**PROBLEMA BREVE 1:**
Duplica textualmente el pasaje del fragmento sobre el cine y las coreografías de combate, comenzando con "En un ensayo" y continuando hasta "tenga fallas técnicas.".

.....

En un ensayo sobre la relación entre las obras de arte y los productos industriales, Gabriel Zaid (2000) explica el modo en que la competencia y la demanda en la industria cultural condujeron a un aumento de la calidad en la confección de productos de entretenimiento. Si bien no se trata de calidad estética en estricto sentido, sino de lo que el autor denomina una búsqueda por el “éxito operativo”, la realidad es que toda mercancía cultural que pretenda alcanzar un amplio espectro de clientes debe cumplir con un estándar mínimo en su producción. Esto es un hecho en el caso del cine comercial. (Independientemente de los contenidos ideológicos que se transmitan, la mediocridad de varias de las historias y otras cuestiones que hemos convenido mantener en pausa), los consumidores no toleran ya que una superproducción hollywoodense tenga fallas técnicas.
Zaid escribe esto en el año 2000 y (sin pretender inventar una relación causal) es exactamente desde entonces que el cine de masas ha perfeccionado las coreografías de combate. Desde el inicio de nuestro siglo los consumidores de violencia estetizada hemos entrenado la mirada para percibir la velocidad de los movimientos del cuerpo y la continuidad de las tomas. Además de la tradición del cine, esto responde también al influjo de los videojuegos en la vida. Hemos automatizado la correspondencia entre el acto de presionar un botón y el movimiento de un avatar virtual, en consecuencia, desarrollamos una singular competencia analítica para identificar con gran eficacia varias de las posibilidades del cuerpo en un contexto de combate sin necesidad de corporalizar el verdadero saber de las artes marciales.

.....

**PROBLEMA BREVE 2:**
Transcribe sin cambios las líneas de los registros que siguen, comenzando con la línea que contiene "Mark every instance of the chrome window" y continuando hasta el final de los registros, ambos extremos incluidos.

.....

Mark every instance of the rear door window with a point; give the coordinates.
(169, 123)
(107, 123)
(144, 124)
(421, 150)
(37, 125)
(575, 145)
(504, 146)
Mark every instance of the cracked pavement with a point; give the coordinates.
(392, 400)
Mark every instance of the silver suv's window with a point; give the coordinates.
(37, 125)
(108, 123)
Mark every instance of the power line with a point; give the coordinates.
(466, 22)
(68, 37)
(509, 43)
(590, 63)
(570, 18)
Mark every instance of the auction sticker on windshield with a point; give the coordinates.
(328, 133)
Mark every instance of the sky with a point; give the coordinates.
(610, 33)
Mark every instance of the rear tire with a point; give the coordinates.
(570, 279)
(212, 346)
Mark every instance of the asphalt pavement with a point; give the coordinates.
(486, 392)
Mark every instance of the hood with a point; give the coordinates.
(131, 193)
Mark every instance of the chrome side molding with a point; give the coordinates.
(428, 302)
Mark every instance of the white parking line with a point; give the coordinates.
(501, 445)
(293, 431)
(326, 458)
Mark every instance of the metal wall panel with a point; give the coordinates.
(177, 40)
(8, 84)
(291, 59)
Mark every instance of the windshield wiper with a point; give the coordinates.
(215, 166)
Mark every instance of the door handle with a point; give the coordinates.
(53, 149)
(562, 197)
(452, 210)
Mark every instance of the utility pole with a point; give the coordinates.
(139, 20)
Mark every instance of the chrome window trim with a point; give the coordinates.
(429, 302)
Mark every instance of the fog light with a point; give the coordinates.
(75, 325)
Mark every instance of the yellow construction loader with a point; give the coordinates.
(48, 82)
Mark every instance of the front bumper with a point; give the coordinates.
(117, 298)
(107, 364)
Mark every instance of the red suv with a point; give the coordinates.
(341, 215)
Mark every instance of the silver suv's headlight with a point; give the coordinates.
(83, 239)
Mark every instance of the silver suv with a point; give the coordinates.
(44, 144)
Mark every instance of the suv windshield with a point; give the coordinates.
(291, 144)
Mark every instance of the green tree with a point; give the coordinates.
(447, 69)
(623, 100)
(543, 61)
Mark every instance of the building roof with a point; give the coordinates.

.....

**RESPUESTA 1:**
En un ensayo sobre la relación entre las obras de arte y los productos industriales, Gabriel Zaid (2000) explica el modo en que la competencia y la demanda en la industria cultural condujeron a un aumento de la calidad en la confección de productos de entretenimiento. Si bien no se trata de calidad estética en estricto sentido, sino de lo que el autor denomina una búsqueda por el “éxito operativo”, la realidad es que toda mercancía cultural que pretenda alcanzar un amplio espectro de clientes debe cumplir con un estándar mínimo en su producción. Esto es un hecho en el caso del cine comercial. (Independientemente de los contenidos ideológicos que se transmitan, la mediocridad de varias de las historias y otras cuestiones que hemos convenido mantener en pausa), los consumidores no toleran ya que una superproducción hollywoodense tenga fallas técnicas.

**RESPUESTA 2:**
Mark every instance of the chrome window trim with a point; give the coordinates.
(429, 302)
Mark every instance of the fog light with a point; give the coordinates.
(75, 325)
Mark every instance of the yellow construction loader with a point; give the coordinates.
(48, 82)
Mark every instance of the front bumper with a point; give the coordinates.
(117, 298)
(107, 364)
Mark every instance of the red suv with a point; give the coordinates.
(341, 215)
Mark every instance of the silver suv's headlight with a point; give the coordinates.
(83, 239)
Mark every instance of the silver suv with a point; give the coordinates.
(44, 144)
Mark every instance of the suv windshield with a point; give the coordinates.
(291, 144)
Mark every instance of the green tree with a point; give the coordinates.
(447, 69)
(623, 100)
(543, 61)
Mark every instance of the building roof with a point; give the coordinates.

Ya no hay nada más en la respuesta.